--- Task objective ---
Arrange the entries from the first line through the line containing "left=0, top=0, right=53, bottom=37" as a Markdown table with the columns Row and Line, omitting any blank lines.

Rows from a box labeling dataset
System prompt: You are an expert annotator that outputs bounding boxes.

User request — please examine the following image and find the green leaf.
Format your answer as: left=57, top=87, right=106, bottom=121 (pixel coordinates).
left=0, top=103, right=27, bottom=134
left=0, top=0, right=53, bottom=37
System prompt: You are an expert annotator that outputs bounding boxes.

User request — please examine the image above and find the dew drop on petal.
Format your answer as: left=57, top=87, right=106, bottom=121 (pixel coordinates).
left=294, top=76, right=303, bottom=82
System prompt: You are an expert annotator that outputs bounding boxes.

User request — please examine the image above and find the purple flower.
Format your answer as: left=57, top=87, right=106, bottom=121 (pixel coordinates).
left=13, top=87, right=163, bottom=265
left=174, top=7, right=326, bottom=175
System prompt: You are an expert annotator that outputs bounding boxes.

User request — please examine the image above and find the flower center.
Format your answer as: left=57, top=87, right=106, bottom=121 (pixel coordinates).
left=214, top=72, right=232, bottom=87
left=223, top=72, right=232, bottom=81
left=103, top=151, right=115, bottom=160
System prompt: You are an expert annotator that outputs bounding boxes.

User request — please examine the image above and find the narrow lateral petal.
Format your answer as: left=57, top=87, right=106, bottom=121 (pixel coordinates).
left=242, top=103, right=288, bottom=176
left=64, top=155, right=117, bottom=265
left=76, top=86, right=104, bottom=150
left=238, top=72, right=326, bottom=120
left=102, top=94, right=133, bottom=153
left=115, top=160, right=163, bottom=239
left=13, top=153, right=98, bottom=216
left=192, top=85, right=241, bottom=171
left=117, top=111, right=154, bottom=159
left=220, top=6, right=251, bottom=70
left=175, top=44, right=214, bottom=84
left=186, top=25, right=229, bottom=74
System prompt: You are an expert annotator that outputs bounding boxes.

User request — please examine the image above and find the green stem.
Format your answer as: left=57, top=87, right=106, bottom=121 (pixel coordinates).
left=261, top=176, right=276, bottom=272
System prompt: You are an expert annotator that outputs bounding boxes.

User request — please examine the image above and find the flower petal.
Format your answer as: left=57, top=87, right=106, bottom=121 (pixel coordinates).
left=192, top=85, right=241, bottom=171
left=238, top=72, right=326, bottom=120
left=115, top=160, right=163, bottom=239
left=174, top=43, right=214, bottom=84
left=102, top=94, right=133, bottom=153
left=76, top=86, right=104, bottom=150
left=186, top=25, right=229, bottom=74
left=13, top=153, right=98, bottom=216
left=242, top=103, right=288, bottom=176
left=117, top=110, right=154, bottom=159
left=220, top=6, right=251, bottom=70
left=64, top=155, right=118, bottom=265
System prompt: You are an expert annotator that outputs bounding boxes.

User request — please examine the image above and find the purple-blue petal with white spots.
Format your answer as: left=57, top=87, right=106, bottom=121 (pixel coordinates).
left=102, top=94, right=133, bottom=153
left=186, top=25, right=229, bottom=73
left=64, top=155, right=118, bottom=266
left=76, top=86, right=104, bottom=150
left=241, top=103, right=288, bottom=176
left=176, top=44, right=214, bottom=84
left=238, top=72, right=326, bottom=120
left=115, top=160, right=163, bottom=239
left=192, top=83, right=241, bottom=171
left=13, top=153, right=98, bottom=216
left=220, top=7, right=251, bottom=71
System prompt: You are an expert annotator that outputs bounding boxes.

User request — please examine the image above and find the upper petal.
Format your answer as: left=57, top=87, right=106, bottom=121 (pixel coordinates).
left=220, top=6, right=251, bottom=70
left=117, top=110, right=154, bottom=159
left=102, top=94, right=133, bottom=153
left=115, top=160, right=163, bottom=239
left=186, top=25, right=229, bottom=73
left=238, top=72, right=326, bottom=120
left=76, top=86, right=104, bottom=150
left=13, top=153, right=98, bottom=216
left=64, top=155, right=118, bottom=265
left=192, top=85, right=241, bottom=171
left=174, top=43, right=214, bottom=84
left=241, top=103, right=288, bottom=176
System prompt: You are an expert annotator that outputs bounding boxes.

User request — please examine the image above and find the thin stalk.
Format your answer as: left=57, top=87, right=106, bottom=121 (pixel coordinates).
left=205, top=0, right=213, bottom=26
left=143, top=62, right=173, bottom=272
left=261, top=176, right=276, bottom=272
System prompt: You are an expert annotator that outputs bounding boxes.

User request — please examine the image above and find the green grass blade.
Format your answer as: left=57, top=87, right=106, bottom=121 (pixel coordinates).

--- Solution for this exercise ---
| Row | Line |
|---|---|
| 1 | System prompt: You are an expert annotator that outputs bounding boxes. |
| 2 | User request — please examine the following image and find the green leaf. |
| 3 | Format your answer as: left=57, top=87, right=106, bottom=121 (pixel coordinates). |
| 4 | left=0, top=103, right=27, bottom=134 |
| 5 | left=0, top=0, right=53, bottom=37 |